Can you locate every line in the records below that contains the word "jacket" and copy each of those lines? Case counts.

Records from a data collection

• • • •

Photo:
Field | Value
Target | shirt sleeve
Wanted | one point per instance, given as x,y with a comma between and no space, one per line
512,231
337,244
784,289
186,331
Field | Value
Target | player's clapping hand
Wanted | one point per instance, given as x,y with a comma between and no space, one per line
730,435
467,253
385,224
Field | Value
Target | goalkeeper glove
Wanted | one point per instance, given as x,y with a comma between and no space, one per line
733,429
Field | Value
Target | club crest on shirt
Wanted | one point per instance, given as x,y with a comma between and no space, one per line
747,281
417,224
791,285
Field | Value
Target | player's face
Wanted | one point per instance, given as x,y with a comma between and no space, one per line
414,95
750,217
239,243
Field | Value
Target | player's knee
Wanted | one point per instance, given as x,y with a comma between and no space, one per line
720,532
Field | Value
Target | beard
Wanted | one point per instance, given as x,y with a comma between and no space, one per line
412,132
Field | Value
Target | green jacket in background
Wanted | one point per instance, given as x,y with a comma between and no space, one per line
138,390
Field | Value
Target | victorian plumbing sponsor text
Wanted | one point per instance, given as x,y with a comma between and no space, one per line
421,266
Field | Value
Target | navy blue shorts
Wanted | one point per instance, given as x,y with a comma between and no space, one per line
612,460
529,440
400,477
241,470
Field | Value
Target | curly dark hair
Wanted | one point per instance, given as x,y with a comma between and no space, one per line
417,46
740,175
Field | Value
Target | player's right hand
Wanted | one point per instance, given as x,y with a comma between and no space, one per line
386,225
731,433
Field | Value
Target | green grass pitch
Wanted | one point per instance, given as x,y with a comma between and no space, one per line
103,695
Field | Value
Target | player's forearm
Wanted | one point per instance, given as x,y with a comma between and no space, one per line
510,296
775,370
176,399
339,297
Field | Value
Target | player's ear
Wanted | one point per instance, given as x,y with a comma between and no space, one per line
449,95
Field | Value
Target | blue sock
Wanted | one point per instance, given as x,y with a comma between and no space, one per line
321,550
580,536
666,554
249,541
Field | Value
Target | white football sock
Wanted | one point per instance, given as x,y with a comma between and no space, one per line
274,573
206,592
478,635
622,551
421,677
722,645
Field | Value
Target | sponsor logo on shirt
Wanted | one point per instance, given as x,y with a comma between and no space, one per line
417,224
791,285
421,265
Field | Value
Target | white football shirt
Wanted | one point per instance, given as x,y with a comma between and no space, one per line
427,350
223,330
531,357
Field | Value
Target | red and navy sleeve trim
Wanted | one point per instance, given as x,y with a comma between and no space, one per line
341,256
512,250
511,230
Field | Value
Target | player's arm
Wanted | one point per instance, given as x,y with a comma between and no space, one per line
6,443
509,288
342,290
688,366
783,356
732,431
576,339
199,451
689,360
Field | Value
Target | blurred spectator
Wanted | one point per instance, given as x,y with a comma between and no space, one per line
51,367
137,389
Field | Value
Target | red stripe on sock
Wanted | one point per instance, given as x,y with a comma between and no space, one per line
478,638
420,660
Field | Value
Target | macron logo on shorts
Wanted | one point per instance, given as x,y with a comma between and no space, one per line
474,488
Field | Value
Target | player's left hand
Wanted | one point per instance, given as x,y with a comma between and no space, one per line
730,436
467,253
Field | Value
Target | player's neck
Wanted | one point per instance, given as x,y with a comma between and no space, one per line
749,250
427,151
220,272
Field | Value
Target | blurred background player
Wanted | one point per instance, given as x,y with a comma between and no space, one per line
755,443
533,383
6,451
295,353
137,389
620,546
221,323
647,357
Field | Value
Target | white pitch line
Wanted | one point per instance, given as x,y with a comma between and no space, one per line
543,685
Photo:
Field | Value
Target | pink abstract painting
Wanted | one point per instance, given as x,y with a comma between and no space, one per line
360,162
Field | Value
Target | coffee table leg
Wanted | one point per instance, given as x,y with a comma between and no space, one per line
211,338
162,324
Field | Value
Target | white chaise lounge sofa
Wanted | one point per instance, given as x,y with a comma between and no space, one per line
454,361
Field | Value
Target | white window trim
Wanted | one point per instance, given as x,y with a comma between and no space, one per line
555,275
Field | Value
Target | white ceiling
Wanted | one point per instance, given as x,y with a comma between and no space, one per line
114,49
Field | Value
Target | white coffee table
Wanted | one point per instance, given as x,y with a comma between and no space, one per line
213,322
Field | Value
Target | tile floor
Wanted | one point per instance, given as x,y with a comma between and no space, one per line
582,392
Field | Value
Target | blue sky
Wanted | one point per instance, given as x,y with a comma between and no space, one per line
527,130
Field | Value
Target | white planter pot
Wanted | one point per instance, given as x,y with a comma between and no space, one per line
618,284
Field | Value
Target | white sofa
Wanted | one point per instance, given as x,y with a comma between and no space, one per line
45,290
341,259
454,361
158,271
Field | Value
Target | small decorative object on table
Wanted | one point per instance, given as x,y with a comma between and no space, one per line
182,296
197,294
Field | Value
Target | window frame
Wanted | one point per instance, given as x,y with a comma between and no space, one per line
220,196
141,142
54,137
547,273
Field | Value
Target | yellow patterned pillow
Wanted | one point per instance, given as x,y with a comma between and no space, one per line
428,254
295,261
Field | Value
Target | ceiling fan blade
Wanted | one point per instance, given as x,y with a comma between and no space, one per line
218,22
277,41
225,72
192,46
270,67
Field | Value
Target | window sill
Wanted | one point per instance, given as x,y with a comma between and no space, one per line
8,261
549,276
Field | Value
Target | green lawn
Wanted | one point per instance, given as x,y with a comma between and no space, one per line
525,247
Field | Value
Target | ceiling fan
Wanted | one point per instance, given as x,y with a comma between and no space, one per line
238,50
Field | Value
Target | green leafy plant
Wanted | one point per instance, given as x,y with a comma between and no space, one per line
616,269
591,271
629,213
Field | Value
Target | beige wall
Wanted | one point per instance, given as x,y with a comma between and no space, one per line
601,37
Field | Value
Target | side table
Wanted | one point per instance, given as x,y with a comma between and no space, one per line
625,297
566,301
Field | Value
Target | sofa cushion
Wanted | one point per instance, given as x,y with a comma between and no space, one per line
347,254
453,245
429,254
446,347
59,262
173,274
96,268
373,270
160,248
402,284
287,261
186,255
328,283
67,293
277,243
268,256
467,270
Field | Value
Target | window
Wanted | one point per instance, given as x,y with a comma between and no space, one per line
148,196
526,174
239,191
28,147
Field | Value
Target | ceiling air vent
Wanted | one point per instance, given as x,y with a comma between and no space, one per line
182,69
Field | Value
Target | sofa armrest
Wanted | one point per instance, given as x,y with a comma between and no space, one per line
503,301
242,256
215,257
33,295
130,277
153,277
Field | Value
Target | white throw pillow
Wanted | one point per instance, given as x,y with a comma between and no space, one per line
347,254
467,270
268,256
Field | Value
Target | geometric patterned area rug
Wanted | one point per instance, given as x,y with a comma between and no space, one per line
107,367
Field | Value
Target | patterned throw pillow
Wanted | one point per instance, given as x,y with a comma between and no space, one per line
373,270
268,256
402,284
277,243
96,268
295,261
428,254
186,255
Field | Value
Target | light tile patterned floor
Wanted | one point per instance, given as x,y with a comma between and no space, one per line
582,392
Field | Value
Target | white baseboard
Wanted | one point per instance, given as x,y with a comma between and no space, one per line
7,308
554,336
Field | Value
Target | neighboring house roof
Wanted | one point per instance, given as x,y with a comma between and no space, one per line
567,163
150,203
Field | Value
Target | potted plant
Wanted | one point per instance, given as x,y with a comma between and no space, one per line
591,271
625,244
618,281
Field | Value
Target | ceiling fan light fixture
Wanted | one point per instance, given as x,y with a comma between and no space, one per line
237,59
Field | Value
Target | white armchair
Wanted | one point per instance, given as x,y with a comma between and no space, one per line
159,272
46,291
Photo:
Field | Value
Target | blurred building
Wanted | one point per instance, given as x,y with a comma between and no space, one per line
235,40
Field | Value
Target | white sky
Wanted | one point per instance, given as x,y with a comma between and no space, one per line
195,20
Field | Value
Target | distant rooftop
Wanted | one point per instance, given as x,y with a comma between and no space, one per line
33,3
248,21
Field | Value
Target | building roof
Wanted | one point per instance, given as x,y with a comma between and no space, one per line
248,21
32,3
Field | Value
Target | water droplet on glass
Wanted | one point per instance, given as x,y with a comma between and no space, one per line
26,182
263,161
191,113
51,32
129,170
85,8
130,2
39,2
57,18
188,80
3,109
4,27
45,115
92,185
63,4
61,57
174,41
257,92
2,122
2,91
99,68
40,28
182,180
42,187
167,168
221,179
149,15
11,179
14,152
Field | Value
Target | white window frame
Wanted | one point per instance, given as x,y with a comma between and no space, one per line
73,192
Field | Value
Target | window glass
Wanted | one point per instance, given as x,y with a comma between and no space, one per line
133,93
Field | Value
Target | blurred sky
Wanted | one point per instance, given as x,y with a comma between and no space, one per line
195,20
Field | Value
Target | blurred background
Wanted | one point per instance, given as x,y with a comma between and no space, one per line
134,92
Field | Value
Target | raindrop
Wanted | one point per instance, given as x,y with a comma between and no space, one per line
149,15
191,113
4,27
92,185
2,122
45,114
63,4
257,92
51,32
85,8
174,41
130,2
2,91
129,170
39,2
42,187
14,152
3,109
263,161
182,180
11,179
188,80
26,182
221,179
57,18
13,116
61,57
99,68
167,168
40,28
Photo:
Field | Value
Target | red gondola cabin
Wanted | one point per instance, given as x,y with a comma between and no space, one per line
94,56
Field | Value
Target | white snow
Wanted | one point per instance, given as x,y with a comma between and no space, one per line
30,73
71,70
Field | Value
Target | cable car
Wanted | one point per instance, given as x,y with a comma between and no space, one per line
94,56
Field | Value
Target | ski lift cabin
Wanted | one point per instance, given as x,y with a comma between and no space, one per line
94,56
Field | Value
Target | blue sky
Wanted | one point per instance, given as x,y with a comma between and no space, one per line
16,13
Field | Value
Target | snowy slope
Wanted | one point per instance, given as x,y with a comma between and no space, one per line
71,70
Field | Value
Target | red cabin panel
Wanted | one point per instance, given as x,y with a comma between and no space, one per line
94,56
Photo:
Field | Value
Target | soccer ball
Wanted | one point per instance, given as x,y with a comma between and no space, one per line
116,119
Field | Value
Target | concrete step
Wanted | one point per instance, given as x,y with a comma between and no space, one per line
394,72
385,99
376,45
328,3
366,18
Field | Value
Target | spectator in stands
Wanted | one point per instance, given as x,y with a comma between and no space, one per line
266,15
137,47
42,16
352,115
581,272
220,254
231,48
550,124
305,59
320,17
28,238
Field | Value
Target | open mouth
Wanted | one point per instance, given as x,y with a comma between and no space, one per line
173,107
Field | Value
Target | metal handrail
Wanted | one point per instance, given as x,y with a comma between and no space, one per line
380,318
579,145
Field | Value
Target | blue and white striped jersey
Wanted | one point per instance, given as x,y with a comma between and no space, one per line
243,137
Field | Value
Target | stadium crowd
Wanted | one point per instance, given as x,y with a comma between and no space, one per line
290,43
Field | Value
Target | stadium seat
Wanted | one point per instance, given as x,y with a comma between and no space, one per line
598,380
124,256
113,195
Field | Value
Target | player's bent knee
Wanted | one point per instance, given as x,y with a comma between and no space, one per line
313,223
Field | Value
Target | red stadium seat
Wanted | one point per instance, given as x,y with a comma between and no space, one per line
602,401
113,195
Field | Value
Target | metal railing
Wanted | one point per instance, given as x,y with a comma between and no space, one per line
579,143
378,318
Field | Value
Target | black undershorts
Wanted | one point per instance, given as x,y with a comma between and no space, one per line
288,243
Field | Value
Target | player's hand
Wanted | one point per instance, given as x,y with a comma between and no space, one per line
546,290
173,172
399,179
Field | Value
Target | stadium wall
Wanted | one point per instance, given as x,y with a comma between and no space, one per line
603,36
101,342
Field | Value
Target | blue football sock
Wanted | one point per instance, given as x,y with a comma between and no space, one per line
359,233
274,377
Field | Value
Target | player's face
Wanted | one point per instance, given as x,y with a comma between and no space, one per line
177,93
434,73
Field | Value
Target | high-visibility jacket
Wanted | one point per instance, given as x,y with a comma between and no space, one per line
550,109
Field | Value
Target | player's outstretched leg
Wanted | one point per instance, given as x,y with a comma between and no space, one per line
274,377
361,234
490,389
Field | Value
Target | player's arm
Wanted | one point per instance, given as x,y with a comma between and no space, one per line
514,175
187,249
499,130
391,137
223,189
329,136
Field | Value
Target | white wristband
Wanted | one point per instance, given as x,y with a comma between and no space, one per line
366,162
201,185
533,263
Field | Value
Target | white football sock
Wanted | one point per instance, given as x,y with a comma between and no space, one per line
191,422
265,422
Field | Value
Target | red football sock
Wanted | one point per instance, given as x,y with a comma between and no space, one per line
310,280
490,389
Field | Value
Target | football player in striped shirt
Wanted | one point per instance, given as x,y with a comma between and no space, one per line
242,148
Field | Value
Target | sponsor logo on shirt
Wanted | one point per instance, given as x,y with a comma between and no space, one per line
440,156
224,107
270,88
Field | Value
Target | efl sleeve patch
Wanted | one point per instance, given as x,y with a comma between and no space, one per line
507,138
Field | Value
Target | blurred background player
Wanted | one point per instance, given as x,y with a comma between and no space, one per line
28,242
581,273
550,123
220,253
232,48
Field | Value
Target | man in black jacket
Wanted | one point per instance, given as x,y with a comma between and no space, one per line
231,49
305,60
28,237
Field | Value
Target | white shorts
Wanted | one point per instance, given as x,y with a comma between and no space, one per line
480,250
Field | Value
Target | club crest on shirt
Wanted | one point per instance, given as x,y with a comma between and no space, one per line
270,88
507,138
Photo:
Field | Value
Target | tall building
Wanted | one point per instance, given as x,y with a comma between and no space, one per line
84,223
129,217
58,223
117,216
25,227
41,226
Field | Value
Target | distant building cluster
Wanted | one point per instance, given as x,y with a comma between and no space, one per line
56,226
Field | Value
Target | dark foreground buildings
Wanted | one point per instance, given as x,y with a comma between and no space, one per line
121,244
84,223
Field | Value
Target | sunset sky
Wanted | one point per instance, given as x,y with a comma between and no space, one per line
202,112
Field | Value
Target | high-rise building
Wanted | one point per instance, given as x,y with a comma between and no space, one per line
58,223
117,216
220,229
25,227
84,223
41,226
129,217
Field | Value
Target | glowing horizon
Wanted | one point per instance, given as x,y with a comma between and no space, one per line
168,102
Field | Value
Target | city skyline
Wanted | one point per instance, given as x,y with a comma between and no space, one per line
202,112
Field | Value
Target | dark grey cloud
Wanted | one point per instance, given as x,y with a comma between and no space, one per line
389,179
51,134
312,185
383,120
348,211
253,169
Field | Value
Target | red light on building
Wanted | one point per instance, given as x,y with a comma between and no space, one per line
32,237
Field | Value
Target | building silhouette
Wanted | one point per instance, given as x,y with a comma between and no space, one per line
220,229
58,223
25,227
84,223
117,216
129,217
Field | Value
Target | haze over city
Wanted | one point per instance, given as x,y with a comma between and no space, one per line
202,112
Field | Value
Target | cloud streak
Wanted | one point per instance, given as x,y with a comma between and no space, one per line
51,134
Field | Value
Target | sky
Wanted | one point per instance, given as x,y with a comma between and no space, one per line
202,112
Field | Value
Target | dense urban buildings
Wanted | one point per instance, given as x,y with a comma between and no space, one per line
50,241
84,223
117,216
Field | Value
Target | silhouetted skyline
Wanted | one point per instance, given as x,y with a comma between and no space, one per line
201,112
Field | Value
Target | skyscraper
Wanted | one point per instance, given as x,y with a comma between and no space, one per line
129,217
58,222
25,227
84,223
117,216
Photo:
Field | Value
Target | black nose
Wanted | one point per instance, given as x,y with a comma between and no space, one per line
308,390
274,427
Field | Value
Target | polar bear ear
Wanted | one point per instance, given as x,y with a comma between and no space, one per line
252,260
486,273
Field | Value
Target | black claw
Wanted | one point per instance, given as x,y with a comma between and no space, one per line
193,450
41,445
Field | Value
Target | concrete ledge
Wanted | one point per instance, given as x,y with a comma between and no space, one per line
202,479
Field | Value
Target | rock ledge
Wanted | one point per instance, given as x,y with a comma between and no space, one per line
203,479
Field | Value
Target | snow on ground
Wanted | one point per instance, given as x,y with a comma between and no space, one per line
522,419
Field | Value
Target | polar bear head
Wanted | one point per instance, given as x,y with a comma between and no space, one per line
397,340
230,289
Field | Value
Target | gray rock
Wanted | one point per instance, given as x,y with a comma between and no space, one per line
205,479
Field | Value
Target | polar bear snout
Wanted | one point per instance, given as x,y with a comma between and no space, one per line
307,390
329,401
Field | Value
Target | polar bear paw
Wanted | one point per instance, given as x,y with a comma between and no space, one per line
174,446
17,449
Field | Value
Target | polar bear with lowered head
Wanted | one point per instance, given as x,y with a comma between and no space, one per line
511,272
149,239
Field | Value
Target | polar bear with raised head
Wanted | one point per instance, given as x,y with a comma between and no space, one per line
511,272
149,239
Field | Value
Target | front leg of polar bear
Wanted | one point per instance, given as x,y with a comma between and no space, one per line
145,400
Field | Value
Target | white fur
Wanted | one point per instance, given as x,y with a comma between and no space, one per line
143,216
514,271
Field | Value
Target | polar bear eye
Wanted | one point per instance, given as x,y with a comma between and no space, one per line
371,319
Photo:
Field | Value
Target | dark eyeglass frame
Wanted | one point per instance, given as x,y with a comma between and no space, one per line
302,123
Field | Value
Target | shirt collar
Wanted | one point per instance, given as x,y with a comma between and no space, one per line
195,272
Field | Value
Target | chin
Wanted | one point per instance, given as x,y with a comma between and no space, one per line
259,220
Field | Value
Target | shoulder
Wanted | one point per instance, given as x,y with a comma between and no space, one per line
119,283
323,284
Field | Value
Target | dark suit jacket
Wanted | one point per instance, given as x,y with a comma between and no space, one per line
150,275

• • • •

§ EXERCISE RESPONSE:
Target | green jacket in background
Target | high-visibility jacket
Target | man in black jacket
Target | dark suit jacket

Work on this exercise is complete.